== Page excerpt ==
--- Begin ---
Now that the model is defined, you can create it.

In [None]:
spike_grad = surrogate.fast_sigmoid(slope=25) # the surrogate gradient
beta = 0.9 # decay rate

# this is for using cuda
device = torch.device("cuda") if torch.cuda.is_available() else torch.device("cpu")
print(f'Device: {device}')
model = SpkNet(input_size, hidden_size, output_size, beta, spike_grad).to(device)

# Loss and optimizer

Yay you created the model! Now, it needs a loss function, and also an optimizer.

The correct output class should be the one with the most spikes, so it makes sense for the loss to be minimized when all the spikes happen for the correct output class. However, this could result in weights getting set to zero causing dead neurons, so instead, the loss will aim for a certain percent of spikes in the correct class, with the rest being for the incorrect class.

The loss will be mean squared error and the optimizer will be Adam.

In [15]:
# Learning rate
learning_rate = 0.0001
target_correct = 0.8

# loss and optimizer
criterion = SF.mse_count_loss(correct_rate=target_correct, incorrect_rate=1-target_correct)
optimizer = torch.optim.Adam(model.parameters(), lr=learning_rate, betas=(0.9, 0.99))

## Training
Now, the model is created and you are ready to train it.

In [None]:
import datetime # so we can see how long each batch is taking
save_checkpoints = True

# loading and saving the model:
# you can import a model that is saved already
load_model_path = None # './models/snn/model'
# you'll save checkpoints to ./models/snn/epoch{epoch}, and save the most recent to ./models/snn/model
save_model_path = './models/snn'


# function for saving
import os
def save(epoch, model, optimizer, path):
  checkpoint = {
    'epoch': epoch,
    'model_state': model.state_dict(),
    'optim_state': optimizer.state_dict()
  }
  if not os.path.exists(path):
    os.makedirs(os.path.dirname(path), exist_ok=True)
  torch.save(checkpoint, path)
  print(f'Saved to {path}')

starting_epoch = 0
# load existing model
if load_model_path is not None:
  checkpoint = torch.load(load_model_path, map_location=torch.device('cpu'))
  starting_epoch = checkpoint['epoch']
  model.load_state_dict(checkpoint['model_state'])
  optimizer.load_state_dict(checkpoint['optim_state'])
  print(f'Starting from after epoch {starting_epoch}')
else:
  print('New model')

And now you can do a training loop. Also, display what a sample is like

In [17]:
from IPython.display import HTML
# @title define function for animation
def show_sample(data, interval=30):
  animation = plot_animation(interval, frames=data)
  return animation

# from https://github.com/neuromorphs/tonic/blob/develop/tonic/utils.py
from typing import Tuple
def plot_animation(interval, frames: np.ndarray, figsize: Tuple[int, int] = (5, 5)):
  try:
    import matplotlib.pyplot as plt
    from matplotlib import animation
  except ImportError:
    raise ImportError(
      "Please install the matplotlib package to plot events. This is an optional dependency."
    )
  fig = plt.figure(figsize=figsize)
--- End ---
== Task requirements ==
a. Answer these questions using the spiking network training excerpt:
(i) What decay rate is assigned to beta?
(ii) What value is set for the learning rate?
(iii) Which loss function and which optimizer does the model use?
b. Continue the spiking network training excerpt, starting from its last line of code.
The material that follows comes from a separate source.

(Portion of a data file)
--- Begin ---
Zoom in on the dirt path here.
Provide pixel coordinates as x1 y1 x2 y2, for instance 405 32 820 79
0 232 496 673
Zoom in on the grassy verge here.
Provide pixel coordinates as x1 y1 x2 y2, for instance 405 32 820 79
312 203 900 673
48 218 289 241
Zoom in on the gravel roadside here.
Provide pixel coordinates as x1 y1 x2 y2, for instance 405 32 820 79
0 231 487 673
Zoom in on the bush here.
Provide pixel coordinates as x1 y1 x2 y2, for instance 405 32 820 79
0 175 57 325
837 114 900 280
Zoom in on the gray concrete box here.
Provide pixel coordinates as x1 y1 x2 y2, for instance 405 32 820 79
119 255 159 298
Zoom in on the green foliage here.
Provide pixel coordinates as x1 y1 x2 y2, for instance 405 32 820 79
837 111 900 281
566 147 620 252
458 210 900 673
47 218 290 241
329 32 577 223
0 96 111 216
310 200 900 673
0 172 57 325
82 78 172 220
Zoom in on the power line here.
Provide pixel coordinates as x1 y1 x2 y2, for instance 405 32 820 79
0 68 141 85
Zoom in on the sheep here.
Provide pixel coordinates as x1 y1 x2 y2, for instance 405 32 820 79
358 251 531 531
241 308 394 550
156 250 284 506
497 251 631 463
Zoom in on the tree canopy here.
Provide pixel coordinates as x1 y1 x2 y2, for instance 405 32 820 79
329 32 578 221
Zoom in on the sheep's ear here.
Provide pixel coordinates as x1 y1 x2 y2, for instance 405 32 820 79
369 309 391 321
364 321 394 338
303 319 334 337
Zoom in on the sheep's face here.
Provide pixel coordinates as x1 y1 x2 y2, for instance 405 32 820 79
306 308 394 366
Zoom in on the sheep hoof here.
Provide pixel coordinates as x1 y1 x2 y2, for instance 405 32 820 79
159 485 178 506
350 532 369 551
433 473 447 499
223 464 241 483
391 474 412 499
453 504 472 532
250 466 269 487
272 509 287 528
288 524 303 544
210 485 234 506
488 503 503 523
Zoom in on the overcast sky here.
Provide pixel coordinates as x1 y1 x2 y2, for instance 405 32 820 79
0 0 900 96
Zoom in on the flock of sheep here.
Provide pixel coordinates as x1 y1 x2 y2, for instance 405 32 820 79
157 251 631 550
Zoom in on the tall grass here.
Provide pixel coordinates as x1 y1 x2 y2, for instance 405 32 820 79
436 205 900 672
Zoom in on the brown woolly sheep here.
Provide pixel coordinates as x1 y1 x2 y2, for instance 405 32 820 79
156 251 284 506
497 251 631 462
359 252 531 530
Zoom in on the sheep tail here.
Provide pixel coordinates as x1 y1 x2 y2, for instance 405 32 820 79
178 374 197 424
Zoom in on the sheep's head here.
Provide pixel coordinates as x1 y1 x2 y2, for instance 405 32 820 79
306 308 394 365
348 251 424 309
--- End ---
== Exercise answers ==
a.
(i) 0.9
(ii) 0.0001
(iii) Mean squared error and Adam

b.
  if frames.shape[1] == 2:
    rgb = np.zeros((frames.shape[0], 3, *frames.shape[2:]))
    rgb[:, 1:, ...] = frames
    frames = rgb
  if frames.shape[1] in [1, 2, 3]:
    frames = np.moveaxis(frames, 1, 3)
  ax = plt.imshow(frames[0])
  plt.axis("off")

  def animate(frame):
    ax.set_data(frame)
    return ax

  anim = animation.FuncAnimation(fig, animate, frames=frames, interval=interval)
  return anim

In [None]:
model.train() # this is important to set it to training mode

# record the accuracy
accuracies = []
for epoch in range(starting_epoch, num_epochs):
  print(datetime.datetime.now())

  # trainloader gives one batch at a time
  for i, (data, targets) in enumerate(trainloader):
    # let's plot the first sample in the first batch of the first epoch:
    if epoch == starting_epoch and i == 0:
      data_animate = data.clone() / 1.5
      data_animate[data_animate > 1] = 1
      print(f'Target: {classes[targets[0]]}')
      anim = show_sample(data_animate[:, 0, :, :, :], interval=30)
      HTML(anim.to_jshtml())

    # forward pass
    # move the tensors onto the device
    data = data.to(device)
    targets = targets.to(device)
    # run the model on the input to get the spikes record
    spk_rec = model(data)
    # get the loss
    loss = criterion(spk_rec, targets)

    # backward pass
    optimizer.zero_grad()
    loss.backward()
    optimizer.step()

    accuracy = SF.accuracy_rate(spk_rec, targets)
    accuracies.append(accuracy)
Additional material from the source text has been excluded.